**STATED PROBLEM:** In the listing below, pick out every line that contains the word "sitting" and copy each one.
+ + + + +
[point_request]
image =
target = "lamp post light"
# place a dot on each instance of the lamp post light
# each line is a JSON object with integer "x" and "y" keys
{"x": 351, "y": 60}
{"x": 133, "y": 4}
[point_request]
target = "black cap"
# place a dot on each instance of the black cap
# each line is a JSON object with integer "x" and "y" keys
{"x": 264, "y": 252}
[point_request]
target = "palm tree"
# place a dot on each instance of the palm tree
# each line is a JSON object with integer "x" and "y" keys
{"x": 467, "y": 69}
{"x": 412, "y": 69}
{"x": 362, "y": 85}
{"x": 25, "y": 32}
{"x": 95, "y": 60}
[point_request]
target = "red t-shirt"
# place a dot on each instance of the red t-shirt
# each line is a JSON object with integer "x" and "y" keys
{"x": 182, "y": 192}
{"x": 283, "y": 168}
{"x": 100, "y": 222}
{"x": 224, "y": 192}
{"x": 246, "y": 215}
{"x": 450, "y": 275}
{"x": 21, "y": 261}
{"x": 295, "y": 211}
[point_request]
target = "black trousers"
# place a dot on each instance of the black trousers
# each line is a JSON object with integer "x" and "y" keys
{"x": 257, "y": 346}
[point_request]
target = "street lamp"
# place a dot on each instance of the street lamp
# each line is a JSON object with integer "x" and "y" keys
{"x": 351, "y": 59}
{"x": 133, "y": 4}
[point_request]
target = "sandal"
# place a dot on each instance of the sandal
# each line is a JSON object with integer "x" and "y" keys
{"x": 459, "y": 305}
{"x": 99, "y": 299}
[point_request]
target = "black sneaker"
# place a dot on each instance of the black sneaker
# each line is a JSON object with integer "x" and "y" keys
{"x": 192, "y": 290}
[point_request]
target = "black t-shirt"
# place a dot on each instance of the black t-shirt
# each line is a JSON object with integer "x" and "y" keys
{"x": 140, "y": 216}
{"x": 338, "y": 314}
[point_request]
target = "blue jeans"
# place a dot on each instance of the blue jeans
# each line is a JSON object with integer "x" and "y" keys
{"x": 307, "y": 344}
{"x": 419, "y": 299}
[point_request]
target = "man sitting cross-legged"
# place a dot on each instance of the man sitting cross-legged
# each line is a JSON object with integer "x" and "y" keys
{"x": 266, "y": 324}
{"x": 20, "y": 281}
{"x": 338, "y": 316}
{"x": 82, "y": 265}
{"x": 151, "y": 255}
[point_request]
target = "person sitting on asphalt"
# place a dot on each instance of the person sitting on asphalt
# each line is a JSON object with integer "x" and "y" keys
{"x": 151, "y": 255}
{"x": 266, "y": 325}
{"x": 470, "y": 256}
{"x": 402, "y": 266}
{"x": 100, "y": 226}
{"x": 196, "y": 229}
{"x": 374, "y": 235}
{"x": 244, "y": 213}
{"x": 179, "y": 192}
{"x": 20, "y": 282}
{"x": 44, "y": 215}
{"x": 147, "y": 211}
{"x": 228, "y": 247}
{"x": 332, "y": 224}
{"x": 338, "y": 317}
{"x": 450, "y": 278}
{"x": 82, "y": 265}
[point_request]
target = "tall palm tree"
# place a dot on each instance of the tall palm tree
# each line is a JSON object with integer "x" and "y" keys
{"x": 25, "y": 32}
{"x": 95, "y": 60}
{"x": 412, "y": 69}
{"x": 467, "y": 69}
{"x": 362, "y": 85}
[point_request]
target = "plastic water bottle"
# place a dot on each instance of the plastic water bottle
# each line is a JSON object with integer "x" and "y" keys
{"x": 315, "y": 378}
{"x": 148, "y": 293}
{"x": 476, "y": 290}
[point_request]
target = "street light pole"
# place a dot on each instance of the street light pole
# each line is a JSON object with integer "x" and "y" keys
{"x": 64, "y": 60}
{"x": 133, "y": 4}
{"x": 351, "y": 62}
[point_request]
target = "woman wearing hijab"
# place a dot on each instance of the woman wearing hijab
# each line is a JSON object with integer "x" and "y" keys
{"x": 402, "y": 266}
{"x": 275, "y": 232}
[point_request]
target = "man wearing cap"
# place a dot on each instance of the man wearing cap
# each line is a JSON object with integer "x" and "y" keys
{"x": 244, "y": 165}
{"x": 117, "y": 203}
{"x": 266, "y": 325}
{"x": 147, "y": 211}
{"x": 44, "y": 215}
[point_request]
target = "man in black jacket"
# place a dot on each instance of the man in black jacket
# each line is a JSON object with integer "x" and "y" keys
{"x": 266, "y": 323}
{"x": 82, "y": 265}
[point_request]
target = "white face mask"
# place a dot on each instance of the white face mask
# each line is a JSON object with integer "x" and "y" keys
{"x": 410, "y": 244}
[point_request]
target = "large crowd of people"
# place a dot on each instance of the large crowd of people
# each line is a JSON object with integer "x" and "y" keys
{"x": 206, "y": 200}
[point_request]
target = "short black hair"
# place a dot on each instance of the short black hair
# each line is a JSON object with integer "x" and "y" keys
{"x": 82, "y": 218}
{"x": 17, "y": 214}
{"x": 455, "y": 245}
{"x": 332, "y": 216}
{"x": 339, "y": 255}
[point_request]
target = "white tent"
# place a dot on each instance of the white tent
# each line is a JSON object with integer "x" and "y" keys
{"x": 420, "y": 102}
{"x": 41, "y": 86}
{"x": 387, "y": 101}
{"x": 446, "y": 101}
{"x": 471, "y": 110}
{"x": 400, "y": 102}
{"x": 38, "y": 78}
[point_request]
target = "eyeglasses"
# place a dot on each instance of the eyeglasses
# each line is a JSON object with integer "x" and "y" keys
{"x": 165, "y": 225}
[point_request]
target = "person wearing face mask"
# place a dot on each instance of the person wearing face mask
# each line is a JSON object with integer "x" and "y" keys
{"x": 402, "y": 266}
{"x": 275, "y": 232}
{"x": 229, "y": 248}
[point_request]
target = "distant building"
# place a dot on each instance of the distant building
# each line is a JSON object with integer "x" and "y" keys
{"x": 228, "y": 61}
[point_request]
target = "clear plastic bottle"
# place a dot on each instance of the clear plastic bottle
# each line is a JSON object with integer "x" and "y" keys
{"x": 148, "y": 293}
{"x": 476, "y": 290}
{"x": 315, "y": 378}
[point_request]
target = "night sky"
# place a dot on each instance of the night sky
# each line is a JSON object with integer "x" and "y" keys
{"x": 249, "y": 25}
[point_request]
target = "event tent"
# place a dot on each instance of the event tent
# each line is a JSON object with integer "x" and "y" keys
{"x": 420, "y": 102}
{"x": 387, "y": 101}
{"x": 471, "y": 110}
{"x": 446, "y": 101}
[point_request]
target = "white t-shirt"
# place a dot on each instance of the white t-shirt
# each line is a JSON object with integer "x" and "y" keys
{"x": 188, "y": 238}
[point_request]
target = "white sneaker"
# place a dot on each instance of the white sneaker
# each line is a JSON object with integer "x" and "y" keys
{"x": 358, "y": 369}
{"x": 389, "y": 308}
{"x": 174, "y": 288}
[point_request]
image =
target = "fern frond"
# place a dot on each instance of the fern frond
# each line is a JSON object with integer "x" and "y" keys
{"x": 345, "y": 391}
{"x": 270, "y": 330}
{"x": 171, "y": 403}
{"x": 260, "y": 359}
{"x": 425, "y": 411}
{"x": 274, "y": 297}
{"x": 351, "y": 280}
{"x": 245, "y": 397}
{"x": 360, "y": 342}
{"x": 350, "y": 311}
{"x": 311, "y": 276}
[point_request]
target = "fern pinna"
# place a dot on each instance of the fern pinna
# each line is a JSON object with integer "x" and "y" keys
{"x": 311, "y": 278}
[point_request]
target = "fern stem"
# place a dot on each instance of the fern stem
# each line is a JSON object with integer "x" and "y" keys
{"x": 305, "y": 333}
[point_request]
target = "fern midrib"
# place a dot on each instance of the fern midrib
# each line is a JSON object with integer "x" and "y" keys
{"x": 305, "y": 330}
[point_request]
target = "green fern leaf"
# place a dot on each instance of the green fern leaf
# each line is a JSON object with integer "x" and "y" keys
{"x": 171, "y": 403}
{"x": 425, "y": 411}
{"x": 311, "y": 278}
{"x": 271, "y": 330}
+ + + + +
**RIGHT ANSWER:**
target = "man sitting cross-legged"
# place a dot on each instance of the man sitting cross-legged
target = "person sitting on asphalt"
# place a dot on each instance of the person sitting on asphalt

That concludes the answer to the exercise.